Dataset records:
■ ■ ■
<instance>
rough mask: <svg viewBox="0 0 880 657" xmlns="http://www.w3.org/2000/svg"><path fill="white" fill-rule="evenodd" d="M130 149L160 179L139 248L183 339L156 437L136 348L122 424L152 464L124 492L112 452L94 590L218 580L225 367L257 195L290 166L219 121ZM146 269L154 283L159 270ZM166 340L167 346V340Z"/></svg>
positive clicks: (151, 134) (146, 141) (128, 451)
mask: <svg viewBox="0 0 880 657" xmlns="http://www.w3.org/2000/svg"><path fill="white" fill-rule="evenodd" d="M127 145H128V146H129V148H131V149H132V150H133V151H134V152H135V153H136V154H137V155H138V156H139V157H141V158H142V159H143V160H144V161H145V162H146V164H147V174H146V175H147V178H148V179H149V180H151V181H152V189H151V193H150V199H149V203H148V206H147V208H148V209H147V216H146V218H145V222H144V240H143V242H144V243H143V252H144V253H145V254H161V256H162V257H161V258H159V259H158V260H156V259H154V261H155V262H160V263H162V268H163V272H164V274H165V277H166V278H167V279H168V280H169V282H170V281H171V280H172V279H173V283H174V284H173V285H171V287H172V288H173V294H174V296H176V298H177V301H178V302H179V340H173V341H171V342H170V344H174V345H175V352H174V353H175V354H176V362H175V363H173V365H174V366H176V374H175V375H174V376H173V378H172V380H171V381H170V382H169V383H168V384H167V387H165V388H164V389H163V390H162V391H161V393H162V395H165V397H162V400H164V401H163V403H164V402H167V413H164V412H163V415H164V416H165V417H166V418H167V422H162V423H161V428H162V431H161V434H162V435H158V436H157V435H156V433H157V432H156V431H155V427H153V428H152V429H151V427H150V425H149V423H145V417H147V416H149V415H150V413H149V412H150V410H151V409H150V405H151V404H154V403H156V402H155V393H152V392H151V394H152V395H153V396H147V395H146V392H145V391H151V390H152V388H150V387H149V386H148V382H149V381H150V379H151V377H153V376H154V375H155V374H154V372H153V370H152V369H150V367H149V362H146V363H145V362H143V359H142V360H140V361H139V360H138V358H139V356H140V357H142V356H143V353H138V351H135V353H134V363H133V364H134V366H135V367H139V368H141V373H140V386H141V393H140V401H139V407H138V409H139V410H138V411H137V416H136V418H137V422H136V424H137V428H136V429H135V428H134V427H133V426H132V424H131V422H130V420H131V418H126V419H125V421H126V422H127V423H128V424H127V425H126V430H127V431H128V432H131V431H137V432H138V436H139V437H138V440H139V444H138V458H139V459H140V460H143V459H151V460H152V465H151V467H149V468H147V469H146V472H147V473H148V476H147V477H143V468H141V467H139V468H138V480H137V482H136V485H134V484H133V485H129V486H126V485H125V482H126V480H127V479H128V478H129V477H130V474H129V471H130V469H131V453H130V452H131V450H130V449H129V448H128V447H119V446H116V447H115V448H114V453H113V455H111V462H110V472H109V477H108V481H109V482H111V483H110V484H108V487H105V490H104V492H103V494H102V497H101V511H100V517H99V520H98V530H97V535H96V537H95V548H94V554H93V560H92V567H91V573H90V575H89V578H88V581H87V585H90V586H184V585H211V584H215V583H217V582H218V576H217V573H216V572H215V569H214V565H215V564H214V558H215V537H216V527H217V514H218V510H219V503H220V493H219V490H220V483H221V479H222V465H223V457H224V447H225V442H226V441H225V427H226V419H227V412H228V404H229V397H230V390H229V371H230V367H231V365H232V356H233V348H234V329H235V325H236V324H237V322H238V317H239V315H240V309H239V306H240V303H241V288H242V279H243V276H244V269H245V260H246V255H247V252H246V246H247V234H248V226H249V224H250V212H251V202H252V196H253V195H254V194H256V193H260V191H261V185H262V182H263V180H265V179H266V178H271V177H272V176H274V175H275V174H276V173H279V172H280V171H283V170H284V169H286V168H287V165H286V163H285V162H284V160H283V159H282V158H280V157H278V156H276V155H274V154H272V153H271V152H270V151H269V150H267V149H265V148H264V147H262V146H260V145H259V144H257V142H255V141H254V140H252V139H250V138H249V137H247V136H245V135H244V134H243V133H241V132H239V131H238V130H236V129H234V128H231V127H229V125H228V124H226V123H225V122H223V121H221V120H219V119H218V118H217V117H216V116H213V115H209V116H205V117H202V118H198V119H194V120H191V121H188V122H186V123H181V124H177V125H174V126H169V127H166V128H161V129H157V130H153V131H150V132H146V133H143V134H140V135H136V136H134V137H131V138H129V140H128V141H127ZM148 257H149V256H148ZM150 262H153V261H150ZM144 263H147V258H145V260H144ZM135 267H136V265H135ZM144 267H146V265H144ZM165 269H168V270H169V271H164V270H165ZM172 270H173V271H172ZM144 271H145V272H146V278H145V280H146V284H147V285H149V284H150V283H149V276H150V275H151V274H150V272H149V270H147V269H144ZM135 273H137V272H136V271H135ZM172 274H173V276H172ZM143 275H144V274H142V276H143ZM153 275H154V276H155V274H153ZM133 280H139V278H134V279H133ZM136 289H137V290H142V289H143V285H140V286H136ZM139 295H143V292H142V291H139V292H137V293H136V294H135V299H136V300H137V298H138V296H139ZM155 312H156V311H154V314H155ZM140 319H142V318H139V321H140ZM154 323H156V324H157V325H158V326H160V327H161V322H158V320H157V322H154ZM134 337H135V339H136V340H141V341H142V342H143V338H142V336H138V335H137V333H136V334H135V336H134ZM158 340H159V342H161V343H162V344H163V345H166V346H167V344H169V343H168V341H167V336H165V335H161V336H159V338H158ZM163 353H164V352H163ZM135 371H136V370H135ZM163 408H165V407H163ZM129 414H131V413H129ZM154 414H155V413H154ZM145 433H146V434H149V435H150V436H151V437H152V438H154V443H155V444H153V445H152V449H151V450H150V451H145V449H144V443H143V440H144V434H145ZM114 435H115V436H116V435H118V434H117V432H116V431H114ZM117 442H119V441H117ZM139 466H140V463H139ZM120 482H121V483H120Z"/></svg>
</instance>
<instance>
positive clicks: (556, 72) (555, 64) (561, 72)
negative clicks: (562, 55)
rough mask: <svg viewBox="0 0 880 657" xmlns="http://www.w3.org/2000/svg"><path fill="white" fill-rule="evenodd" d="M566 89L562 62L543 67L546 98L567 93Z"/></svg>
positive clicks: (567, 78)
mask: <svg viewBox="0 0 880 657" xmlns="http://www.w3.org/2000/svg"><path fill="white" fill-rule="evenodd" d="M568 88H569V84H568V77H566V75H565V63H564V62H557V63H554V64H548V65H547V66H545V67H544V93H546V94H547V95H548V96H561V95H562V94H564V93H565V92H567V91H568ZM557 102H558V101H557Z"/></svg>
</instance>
■ ■ ■
- [WHAT THE EXERCISE ASKS]: Find "rough" in the data above. Report each line where it appears.

- [RESPONSE FOR THIS EXERCISE]:
rough mask: <svg viewBox="0 0 880 657" xmlns="http://www.w3.org/2000/svg"><path fill="white" fill-rule="evenodd" d="M130 149L160 179L139 248L183 339L156 437L136 348L122 424L152 464L124 492L112 452L94 590L218 580L225 367L257 195L290 166L219 121ZM146 269L154 283L159 270ZM166 340L167 346V340Z"/></svg>
rough mask: <svg viewBox="0 0 880 657" xmlns="http://www.w3.org/2000/svg"><path fill="white" fill-rule="evenodd" d="M566 89L562 62L543 67L546 98L567 93Z"/></svg>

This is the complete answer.